_WRITTEN REQUEST_
Please pull out every line below that contains the string "query", copying each one in full; matches must have the same case.

_RECORD SET_
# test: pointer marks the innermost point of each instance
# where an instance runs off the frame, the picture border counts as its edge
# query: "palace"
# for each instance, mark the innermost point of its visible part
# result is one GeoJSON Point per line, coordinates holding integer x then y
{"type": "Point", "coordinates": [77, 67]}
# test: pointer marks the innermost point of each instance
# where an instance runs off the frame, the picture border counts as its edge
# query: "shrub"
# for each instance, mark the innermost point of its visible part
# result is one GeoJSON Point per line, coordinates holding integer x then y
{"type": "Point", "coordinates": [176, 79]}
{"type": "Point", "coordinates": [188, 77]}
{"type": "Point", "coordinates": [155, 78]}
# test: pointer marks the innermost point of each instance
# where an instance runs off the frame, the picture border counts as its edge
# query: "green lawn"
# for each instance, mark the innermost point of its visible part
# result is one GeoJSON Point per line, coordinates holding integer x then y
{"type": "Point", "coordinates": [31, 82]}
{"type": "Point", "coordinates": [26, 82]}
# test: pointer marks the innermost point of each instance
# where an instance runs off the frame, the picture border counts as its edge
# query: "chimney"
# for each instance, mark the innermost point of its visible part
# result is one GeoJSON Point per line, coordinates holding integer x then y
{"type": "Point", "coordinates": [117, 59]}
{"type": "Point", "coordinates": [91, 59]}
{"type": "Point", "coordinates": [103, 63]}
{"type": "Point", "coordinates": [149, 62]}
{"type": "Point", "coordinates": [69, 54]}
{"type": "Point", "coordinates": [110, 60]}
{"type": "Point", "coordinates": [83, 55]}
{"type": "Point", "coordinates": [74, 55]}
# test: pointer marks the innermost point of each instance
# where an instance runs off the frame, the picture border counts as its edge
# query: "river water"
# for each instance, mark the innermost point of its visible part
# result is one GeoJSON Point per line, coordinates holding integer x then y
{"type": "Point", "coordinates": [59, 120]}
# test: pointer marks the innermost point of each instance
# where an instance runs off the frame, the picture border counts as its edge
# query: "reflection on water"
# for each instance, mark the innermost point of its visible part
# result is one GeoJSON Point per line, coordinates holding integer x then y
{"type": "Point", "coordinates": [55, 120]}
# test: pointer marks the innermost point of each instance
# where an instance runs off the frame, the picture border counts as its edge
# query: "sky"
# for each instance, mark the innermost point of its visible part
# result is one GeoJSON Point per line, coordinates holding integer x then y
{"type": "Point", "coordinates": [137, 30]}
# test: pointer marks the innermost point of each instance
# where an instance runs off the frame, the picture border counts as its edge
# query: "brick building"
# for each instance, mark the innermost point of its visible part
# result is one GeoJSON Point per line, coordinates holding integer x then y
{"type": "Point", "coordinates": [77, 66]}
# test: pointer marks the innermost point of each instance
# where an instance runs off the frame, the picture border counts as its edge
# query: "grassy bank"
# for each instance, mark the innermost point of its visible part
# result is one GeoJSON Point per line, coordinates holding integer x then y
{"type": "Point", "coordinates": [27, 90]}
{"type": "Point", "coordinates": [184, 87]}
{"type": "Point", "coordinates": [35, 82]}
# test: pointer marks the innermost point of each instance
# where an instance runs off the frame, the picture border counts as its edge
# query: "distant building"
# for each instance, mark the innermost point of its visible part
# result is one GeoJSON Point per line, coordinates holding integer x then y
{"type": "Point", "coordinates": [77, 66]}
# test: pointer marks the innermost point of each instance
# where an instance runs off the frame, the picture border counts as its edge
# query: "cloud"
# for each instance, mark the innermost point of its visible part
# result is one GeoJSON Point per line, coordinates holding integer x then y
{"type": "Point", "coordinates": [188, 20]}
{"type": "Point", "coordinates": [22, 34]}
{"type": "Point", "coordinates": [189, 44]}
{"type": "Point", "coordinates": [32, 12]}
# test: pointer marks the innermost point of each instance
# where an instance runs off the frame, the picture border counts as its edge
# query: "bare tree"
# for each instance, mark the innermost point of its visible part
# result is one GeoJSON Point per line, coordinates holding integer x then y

_SOLUTION FOR THIS EXERCISE_
# query: "palace"
# query: "shrub"
# query: "green lawn"
# query: "chimney"
# query: "river water"
# query: "reflection on water"
# query: "sky"
# query: "brick building"
# query: "grassy bank"
# query: "distant building"
# query: "cloud"
# query: "bare tree"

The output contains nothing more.